# Text for analysis
Reopening Guidance for Wastewater Systems
According to CDC, recently, the virus that causes COVID-19 has been found in untreated wastewater. While data are limited, there is no information to date that anyone has become sick with COVID-19 because of exposure to wastewater. Standard practices associated with wastewater treatment plant operations should be sufficient to protect wastewater workers from the virus that causes COVID-19.
Currently, according to CDC, these standard practices can include engineering and administrative controls, hygiene precautions, specific safe work practices, and personal protective equipment (PPE) that is normally required when handling untreated wastewater. No additional COVID-19–specific protections are recommended for workers involved in wastewater management, including those at wastewater treatment facilities.
Wastewater Best Management Practices
- Guidelines for Reducing Health Risks to Workers Handling Human Waste or Sewage (4/18/20)
- OSHA Guidance for Wastewater Workers and Employers (04/26/2020)
- Sanitation and Wastewater (Weblink) (4/18/20)
- Wastewater & COVID-19 University of Minnesota Fact Sheet (03/2020)
Workers who handle human waste or sewage may be at increased risk of becoming ill from waterborne diseases. While COVID-19 is a respiratory borne illness, when preparing businesses to reopen basic precautionary measures should be implemented to protect wastewater workers.
All workers who handle human waste or sewage should receive training on disease prevention. The training should include information on basic hygiene practices; use and disposal of personal protective equipment; and proper handling of human waste or sewage. Workers must also be urged to promptly seek medical attention if displaying any signs or symptoms of diarrhea, such as vomiting, stomach cramps and watery diarrhea.
Hygiene Practices for Wastewater Workers
- Wash hands with soap and water immediately after handling human waste or sewage.
- Avoid touching face, mouth, eyes, nose, or open sores and cuts while handling human waste or sewage.
- After handling human waste or sewage, wash your hands with soap and water before eating or drinking.
- After handling human waste or sewage, wash your hands with soap and water before and after using the toilet.
- Before eating, removed soiled work clothes and eat in designated areas away from human waste and sewage-handling activities.
- Do not smoke or chew tobacco or gum while handling human waste or sewage.
- Keep open sores, cuts, and wounds covered with clean, dry bandages.

# Exercise instructions
A) Answer these questions from the reopening guidance for wastewater systems:
(i) What four kinds of standard practices does it list for handling untreated wastewater?
(ii) What three topics should disease-prevention training for workers include?
(iii) What should open sores, cuts, and wounds be covered with?
B) Please extend the reopening guidance for wastewater systems with the next part, starting right after its last line.

# Available data
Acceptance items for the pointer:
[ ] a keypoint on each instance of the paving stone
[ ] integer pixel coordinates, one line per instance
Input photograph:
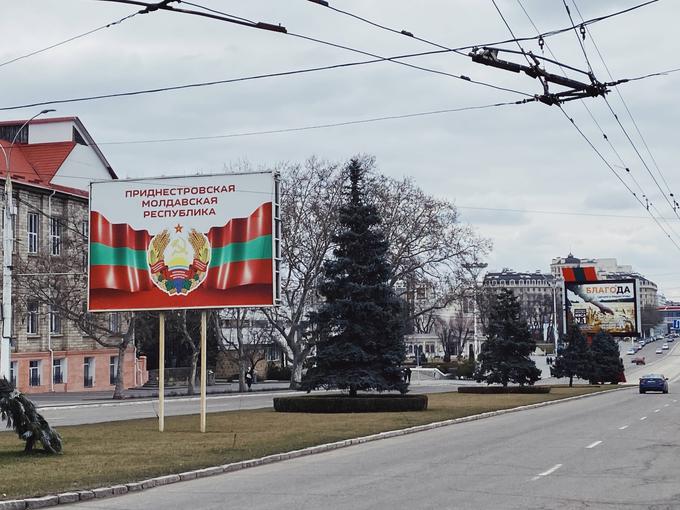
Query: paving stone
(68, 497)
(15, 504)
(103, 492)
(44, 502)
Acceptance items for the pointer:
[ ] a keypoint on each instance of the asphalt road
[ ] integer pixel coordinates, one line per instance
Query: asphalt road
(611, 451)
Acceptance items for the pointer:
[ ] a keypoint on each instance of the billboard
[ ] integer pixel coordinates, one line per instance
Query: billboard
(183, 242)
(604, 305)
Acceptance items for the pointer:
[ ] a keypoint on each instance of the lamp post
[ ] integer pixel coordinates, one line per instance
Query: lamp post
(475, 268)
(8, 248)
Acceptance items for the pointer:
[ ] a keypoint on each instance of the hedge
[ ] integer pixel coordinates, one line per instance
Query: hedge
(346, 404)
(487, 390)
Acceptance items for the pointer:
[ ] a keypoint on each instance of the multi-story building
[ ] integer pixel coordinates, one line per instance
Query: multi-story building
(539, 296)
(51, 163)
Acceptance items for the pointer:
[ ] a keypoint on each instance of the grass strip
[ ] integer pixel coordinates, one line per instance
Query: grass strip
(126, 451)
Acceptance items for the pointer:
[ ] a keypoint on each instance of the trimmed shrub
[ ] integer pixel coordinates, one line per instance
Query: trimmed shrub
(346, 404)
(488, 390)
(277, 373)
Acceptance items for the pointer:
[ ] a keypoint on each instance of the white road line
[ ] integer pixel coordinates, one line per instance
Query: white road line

# Replies
A)
(i) Engineering and administrative controls, hygiene precautions, specific safe work practices, and personal protective equipment (PPE).
(ii) Basic hygiene practices; use and disposal of personal protective equipment; and proper handling of human waste or sewage.
(iii) Clean, dry bandages.

B)
- Gently flush eyes with safe water if human waste or sewage contacts eyes.
- Use waterproof gloves to prevent cuts and contact with human waste or sewage.
- Wear rubber boots at the worksite and during transport of human waste or sewage.
- Remove rubber boots and work clothes before leaving worksite.
- Clean contaminated work clothing daily with 0.05% chlorine solution (1 part household bleach to 100 parts water).
Personal Protective Equipment
Workers handling human waste or sewage should be provided proper PPE, training on how to use it, and hand washing facilities. Workers should wash hands with soap and water immediately after removing PPE. The following PPE is recommended for workers handling human waste or sewage:
- Goggles: to protect eyes from splashes of human waste or sewage.
- Protective face mask or splash-proof face shield: to protect nose and mouth from splashes of human waste or sewage.
- Liquid-repellent coveralls: to keep human waste or sewage off clothing.
- Waterproof gloves: to prevent exposure to human waste or sewage.
- Rubber boots: to prevent exposure to human waste or sewage.
Wastewater Vaccination Recommendations
Vaccination recommendations for workers exposed to sewage or human waste should be developed in consultation with local health authorities. Tetanus vaccinations should be up to date, with consideration also given to the need for polio, typhoid fever, Hepatitis A and Hepatitis B vaccinations.
The recommendations made in this document are based on best practices and procedures. Worker health and safety risks are likely to vary among specific locations and a trained health and safety professional should be consulted to create site specific worker health and safety plans.